--- START ---

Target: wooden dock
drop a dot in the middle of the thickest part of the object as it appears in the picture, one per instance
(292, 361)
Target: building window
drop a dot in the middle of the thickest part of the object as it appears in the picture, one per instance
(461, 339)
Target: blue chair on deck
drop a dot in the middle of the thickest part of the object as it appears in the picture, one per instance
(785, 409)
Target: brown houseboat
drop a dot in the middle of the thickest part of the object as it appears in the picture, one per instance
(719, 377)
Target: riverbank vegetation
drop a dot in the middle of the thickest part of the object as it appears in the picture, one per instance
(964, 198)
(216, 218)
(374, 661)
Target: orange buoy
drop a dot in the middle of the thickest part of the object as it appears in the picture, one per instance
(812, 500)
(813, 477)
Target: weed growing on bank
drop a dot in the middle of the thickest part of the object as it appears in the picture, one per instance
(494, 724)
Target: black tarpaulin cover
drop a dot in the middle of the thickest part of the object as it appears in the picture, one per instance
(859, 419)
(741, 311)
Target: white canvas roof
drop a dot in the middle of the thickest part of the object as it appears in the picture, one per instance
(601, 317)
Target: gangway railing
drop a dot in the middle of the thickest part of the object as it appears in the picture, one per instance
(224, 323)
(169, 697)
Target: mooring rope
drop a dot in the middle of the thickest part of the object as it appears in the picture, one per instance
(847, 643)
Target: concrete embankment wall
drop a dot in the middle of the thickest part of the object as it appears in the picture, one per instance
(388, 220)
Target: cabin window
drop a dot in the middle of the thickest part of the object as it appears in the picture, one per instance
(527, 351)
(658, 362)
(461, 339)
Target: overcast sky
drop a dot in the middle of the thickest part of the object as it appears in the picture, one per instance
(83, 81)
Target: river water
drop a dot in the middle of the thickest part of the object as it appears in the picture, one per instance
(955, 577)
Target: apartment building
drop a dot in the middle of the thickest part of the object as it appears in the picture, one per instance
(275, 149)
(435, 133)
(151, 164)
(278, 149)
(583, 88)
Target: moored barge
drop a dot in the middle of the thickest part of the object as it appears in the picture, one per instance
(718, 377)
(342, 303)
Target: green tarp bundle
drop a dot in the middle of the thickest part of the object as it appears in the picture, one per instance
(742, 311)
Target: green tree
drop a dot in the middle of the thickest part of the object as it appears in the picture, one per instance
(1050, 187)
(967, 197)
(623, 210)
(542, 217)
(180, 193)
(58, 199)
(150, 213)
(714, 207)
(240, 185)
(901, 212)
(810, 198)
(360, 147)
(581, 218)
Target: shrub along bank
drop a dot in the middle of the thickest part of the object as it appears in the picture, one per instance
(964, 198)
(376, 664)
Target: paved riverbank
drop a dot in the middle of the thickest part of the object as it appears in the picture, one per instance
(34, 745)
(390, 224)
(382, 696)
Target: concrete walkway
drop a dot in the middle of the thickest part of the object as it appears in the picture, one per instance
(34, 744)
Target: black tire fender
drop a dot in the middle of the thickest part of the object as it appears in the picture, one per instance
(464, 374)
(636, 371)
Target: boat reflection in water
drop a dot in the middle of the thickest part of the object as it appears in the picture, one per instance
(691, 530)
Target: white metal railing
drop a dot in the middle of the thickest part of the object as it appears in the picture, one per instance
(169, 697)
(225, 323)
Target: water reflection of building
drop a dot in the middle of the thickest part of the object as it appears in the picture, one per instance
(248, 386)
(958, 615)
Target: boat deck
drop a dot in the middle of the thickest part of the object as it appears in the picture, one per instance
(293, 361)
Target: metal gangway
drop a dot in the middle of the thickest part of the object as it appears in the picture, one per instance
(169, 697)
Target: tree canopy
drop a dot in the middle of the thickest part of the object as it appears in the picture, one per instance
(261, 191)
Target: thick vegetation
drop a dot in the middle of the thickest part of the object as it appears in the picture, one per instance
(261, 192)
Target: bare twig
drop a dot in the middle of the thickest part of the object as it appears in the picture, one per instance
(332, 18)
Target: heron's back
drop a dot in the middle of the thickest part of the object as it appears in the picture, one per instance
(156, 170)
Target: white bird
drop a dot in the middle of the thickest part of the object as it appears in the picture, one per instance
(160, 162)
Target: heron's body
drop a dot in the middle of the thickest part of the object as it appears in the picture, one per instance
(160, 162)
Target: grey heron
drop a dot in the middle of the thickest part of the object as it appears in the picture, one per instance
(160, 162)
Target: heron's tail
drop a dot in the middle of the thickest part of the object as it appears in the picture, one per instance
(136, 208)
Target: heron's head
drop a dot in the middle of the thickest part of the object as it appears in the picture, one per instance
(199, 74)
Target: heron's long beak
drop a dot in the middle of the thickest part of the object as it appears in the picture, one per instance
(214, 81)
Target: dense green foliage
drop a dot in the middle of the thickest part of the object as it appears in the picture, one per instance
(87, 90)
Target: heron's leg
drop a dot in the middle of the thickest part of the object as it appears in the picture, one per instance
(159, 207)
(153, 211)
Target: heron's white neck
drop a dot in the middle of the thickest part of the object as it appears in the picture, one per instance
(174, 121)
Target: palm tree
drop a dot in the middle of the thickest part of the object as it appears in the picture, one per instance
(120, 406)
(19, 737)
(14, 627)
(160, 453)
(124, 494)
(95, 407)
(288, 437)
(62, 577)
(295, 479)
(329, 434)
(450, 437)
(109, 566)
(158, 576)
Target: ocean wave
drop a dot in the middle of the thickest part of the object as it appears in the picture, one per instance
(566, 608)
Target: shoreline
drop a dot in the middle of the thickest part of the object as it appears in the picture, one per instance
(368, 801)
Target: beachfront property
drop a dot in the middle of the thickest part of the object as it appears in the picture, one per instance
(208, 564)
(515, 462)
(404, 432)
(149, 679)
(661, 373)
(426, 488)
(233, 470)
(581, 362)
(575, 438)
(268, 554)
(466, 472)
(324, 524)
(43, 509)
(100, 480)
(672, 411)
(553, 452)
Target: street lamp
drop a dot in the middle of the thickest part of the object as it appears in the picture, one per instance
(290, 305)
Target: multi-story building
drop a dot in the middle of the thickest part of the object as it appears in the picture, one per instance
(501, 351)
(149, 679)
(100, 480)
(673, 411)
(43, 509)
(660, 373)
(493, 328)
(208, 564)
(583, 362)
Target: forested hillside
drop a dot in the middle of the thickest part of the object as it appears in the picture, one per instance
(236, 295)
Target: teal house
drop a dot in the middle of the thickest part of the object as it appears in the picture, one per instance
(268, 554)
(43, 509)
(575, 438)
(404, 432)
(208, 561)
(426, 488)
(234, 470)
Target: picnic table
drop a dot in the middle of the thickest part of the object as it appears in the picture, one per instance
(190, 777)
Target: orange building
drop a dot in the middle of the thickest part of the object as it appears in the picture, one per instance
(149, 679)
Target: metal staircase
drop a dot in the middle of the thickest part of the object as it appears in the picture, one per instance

--- END ---

#### Task instructions
Retype only this range exactly: the first line of the data through the line where "Target: blue chair on deck" appears.

#### Response to this exercise
Target: wooden dock
drop a dot in the middle of the thickest part of the object as it appears in the picture, one per instance
(292, 361)
Target: building window
drop a dot in the middle of the thickest part of the object as it appears in the picture, one per instance
(461, 339)
Target: blue chair on deck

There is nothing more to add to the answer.